▶ What is being asked
Repeat the entries that appear below, exactly and in full.

[Collected data]
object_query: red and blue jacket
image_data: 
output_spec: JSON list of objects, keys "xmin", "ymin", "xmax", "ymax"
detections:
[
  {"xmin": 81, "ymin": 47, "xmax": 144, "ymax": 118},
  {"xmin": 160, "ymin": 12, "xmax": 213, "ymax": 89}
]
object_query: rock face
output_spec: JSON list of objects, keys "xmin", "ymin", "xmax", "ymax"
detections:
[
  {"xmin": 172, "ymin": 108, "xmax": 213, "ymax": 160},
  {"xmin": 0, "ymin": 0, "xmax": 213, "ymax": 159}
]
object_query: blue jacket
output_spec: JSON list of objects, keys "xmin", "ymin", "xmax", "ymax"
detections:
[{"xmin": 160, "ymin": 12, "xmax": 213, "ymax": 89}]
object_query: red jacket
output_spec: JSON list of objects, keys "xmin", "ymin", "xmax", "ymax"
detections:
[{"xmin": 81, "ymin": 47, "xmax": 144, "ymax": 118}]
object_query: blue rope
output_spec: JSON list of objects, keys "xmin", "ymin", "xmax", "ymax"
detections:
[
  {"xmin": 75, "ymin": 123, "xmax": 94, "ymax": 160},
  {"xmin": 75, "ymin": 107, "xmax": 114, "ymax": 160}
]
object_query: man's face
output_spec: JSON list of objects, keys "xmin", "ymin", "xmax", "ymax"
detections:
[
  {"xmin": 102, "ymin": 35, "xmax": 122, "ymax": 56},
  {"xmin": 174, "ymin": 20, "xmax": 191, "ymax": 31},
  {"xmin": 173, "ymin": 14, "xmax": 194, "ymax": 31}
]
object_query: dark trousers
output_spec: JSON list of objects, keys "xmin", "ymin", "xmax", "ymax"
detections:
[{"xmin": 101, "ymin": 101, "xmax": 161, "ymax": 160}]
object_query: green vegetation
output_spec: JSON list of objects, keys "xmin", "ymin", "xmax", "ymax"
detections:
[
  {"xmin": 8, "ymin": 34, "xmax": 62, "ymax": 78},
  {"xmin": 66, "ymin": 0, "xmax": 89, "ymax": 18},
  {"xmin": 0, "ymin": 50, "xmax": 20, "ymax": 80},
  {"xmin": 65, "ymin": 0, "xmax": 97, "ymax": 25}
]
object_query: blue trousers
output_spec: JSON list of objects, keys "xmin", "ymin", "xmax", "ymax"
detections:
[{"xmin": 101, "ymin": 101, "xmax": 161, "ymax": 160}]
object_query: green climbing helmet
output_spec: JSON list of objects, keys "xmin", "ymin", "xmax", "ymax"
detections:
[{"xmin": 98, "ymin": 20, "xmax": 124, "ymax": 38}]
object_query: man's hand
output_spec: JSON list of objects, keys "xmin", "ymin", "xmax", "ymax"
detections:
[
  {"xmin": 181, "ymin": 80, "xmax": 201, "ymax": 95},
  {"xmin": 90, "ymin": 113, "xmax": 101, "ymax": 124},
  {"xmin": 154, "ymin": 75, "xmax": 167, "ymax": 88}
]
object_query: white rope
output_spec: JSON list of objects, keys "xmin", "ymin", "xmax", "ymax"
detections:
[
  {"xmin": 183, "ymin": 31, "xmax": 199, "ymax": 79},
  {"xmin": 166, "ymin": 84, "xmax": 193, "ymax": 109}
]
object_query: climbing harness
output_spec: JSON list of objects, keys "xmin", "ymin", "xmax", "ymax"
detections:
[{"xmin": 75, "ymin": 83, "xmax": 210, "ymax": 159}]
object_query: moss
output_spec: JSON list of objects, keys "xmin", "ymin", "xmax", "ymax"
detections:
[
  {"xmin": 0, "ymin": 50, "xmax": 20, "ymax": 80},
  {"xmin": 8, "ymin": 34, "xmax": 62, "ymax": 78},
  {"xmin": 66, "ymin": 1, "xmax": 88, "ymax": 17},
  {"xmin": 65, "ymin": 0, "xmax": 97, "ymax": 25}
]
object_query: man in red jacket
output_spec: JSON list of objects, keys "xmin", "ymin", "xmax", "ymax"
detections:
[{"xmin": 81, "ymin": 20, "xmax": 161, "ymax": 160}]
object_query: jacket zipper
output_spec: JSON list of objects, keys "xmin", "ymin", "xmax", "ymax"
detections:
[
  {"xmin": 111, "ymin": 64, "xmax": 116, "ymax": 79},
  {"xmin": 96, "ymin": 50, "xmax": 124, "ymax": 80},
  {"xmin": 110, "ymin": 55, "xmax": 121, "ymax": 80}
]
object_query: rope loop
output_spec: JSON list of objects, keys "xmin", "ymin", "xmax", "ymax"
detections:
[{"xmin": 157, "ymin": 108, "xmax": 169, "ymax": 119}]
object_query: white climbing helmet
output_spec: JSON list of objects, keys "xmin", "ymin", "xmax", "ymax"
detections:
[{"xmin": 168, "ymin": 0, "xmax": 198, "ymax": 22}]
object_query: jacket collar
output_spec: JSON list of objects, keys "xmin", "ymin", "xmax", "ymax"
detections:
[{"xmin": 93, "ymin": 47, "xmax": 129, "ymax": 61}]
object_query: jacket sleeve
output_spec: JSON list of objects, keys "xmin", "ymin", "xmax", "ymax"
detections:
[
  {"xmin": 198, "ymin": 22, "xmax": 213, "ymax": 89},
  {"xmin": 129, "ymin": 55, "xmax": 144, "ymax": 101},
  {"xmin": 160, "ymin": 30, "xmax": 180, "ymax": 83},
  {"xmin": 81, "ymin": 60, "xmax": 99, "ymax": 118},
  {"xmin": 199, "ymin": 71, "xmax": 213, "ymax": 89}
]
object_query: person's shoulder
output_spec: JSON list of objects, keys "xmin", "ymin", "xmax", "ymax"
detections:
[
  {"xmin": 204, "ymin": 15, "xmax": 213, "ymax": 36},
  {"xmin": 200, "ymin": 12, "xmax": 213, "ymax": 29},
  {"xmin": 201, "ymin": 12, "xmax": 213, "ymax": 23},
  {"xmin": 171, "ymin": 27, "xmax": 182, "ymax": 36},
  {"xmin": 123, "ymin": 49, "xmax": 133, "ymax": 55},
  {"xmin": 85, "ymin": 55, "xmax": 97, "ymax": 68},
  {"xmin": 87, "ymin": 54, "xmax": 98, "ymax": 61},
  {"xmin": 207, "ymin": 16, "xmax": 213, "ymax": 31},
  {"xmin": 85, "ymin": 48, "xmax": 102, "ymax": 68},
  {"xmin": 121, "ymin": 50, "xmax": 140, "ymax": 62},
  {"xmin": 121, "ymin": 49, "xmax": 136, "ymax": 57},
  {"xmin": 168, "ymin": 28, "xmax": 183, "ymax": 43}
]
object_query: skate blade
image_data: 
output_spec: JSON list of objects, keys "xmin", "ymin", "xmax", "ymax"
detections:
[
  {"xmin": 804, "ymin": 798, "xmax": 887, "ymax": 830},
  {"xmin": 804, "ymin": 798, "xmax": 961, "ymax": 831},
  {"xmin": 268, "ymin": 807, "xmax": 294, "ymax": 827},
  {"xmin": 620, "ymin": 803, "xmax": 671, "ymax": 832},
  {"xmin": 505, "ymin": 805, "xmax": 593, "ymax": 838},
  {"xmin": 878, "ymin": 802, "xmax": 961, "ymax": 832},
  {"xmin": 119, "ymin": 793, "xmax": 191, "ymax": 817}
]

▶ Expected answer
object_query: red and blue jacket
image_data: 
output_spec: JSON list of objects, keys "xmin", "ymin", "xmax", "ymax"
detections:
[
  {"xmin": 81, "ymin": 47, "xmax": 144, "ymax": 118},
  {"xmin": 160, "ymin": 12, "xmax": 213, "ymax": 89}
]
object_query: rock face
output_spec: JSON list of objects, keys "xmin", "ymin", "xmax", "ymax"
detections:
[
  {"xmin": 172, "ymin": 108, "xmax": 213, "ymax": 160},
  {"xmin": 0, "ymin": 0, "xmax": 213, "ymax": 159}
]
object_query: blue jacket
output_spec: JSON list of objects, keys "xmin", "ymin", "xmax", "ymax"
detections:
[{"xmin": 160, "ymin": 12, "xmax": 213, "ymax": 89}]
object_query: red jacket
output_spec: JSON list of objects, keys "xmin", "ymin", "xmax", "ymax"
detections:
[{"xmin": 81, "ymin": 47, "xmax": 144, "ymax": 118}]
object_query: blue rope
output_spec: JSON list of objects, keys "xmin", "ymin", "xmax", "ymax"
detections:
[
  {"xmin": 75, "ymin": 123, "xmax": 94, "ymax": 160},
  {"xmin": 75, "ymin": 107, "xmax": 114, "ymax": 160}
]
object_query: man's face
output_spec: JSON list of objects, keys "xmin", "ymin", "xmax", "ymax"
detections:
[
  {"xmin": 102, "ymin": 35, "xmax": 122, "ymax": 56},
  {"xmin": 174, "ymin": 20, "xmax": 191, "ymax": 31},
  {"xmin": 173, "ymin": 14, "xmax": 194, "ymax": 31}
]
object_query: dark trousers
output_spec: JSON list of objects, keys "xmin", "ymin", "xmax", "ymax"
detections:
[{"xmin": 101, "ymin": 101, "xmax": 161, "ymax": 160}]
object_query: green vegetation
output_spec: JSON list of objects, keys "xmin", "ymin", "xmax", "ymax"
detections:
[
  {"xmin": 8, "ymin": 34, "xmax": 62, "ymax": 78},
  {"xmin": 66, "ymin": 0, "xmax": 89, "ymax": 18},
  {"xmin": 0, "ymin": 50, "xmax": 20, "ymax": 80},
  {"xmin": 65, "ymin": 0, "xmax": 97, "ymax": 25}
]
object_query: blue trousers
output_spec: JSON list of objects, keys "xmin", "ymin", "xmax", "ymax"
detections:
[{"xmin": 101, "ymin": 101, "xmax": 161, "ymax": 160}]
object_query: green climbing helmet
output_spec: JSON list of objects, keys "xmin", "ymin", "xmax", "ymax"
detections:
[{"xmin": 98, "ymin": 20, "xmax": 124, "ymax": 38}]
object_query: man's hand
output_spec: JSON list of objects, keys "xmin", "ymin", "xmax", "ymax"
detections:
[
  {"xmin": 181, "ymin": 80, "xmax": 201, "ymax": 95},
  {"xmin": 90, "ymin": 113, "xmax": 101, "ymax": 124},
  {"xmin": 154, "ymin": 75, "xmax": 167, "ymax": 88}
]
object_query: white rope
output_spec: JSON list of objects, keys "xmin", "ymin", "xmax", "ymax"
detections:
[
  {"xmin": 183, "ymin": 31, "xmax": 199, "ymax": 79},
  {"xmin": 166, "ymin": 84, "xmax": 193, "ymax": 109}
]
object_query: climbing harness
output_spec: JSON list of objects, keys "xmin", "ymin", "xmax", "ymax"
detections:
[{"xmin": 75, "ymin": 83, "xmax": 210, "ymax": 159}]
object_query: moss
output_spec: JSON list of objects, keys "xmin", "ymin", "xmax", "ymax"
detections:
[
  {"xmin": 0, "ymin": 50, "xmax": 20, "ymax": 80},
  {"xmin": 8, "ymin": 34, "xmax": 62, "ymax": 78},
  {"xmin": 66, "ymin": 1, "xmax": 88, "ymax": 17},
  {"xmin": 65, "ymin": 0, "xmax": 97, "ymax": 25}
]
object_query: man in red jacket
output_spec: JSON list of objects, keys "xmin", "ymin", "xmax", "ymax"
detections:
[{"xmin": 81, "ymin": 20, "xmax": 161, "ymax": 160}]
object_query: jacket zipper
output_spec: JSON list of objects, keys "xmin", "ymin", "xmax", "ymax"
detections:
[
  {"xmin": 111, "ymin": 64, "xmax": 116, "ymax": 79},
  {"xmin": 96, "ymin": 50, "xmax": 124, "ymax": 80},
  {"xmin": 110, "ymin": 55, "xmax": 121, "ymax": 80}
]
object_query: rope loop
output_spec: JSON list of objects, keys "xmin", "ymin", "xmax", "ymax"
detections:
[{"xmin": 157, "ymin": 108, "xmax": 169, "ymax": 119}]
object_query: white climbing helmet
output_spec: JSON list of objects, keys "xmin", "ymin", "xmax", "ymax"
detections:
[{"xmin": 168, "ymin": 0, "xmax": 198, "ymax": 22}]
object_query: jacket collar
output_spec: JSON list of objects, keys "xmin", "ymin", "xmax", "ymax"
detections:
[{"xmin": 93, "ymin": 47, "xmax": 129, "ymax": 61}]
object_query: jacket sleeve
output_spec: JSON list of objects, keys "xmin", "ymin", "xmax", "ymax"
detections:
[
  {"xmin": 198, "ymin": 22, "xmax": 213, "ymax": 89},
  {"xmin": 129, "ymin": 55, "xmax": 144, "ymax": 101},
  {"xmin": 160, "ymin": 30, "xmax": 180, "ymax": 83},
  {"xmin": 81, "ymin": 60, "xmax": 99, "ymax": 118},
  {"xmin": 199, "ymin": 71, "xmax": 213, "ymax": 89}
]
object_query: person's shoulder
output_spec: JSON list of objects, keys "xmin", "ymin", "xmax", "ymax"
detections:
[
  {"xmin": 204, "ymin": 15, "xmax": 213, "ymax": 36},
  {"xmin": 200, "ymin": 12, "xmax": 213, "ymax": 29},
  {"xmin": 201, "ymin": 12, "xmax": 213, "ymax": 23},
  {"xmin": 171, "ymin": 27, "xmax": 182, "ymax": 36},
  {"xmin": 123, "ymin": 49, "xmax": 133, "ymax": 55},
  {"xmin": 85, "ymin": 55, "xmax": 97, "ymax": 68},
  {"xmin": 87, "ymin": 54, "xmax": 98, "ymax": 61},
  {"xmin": 207, "ymin": 16, "xmax": 213, "ymax": 31},
  {"xmin": 85, "ymin": 48, "xmax": 102, "ymax": 68},
  {"xmin": 121, "ymin": 50, "xmax": 140, "ymax": 62},
  {"xmin": 121, "ymin": 49, "xmax": 136, "ymax": 57},
  {"xmin": 168, "ymin": 28, "xmax": 183, "ymax": 43}
]
object_query: skate blade
image_data: 
output_spec: JSON list of objects, keys "xmin", "ymin", "xmax", "ymax"
detections:
[
  {"xmin": 804, "ymin": 798, "xmax": 887, "ymax": 830},
  {"xmin": 804, "ymin": 798, "xmax": 961, "ymax": 831},
  {"xmin": 268, "ymin": 807, "xmax": 294, "ymax": 827},
  {"xmin": 620, "ymin": 803, "xmax": 671, "ymax": 832},
  {"xmin": 505, "ymin": 805, "xmax": 593, "ymax": 838},
  {"xmin": 878, "ymin": 802, "xmax": 961, "ymax": 832},
  {"xmin": 119, "ymin": 793, "xmax": 191, "ymax": 817}
]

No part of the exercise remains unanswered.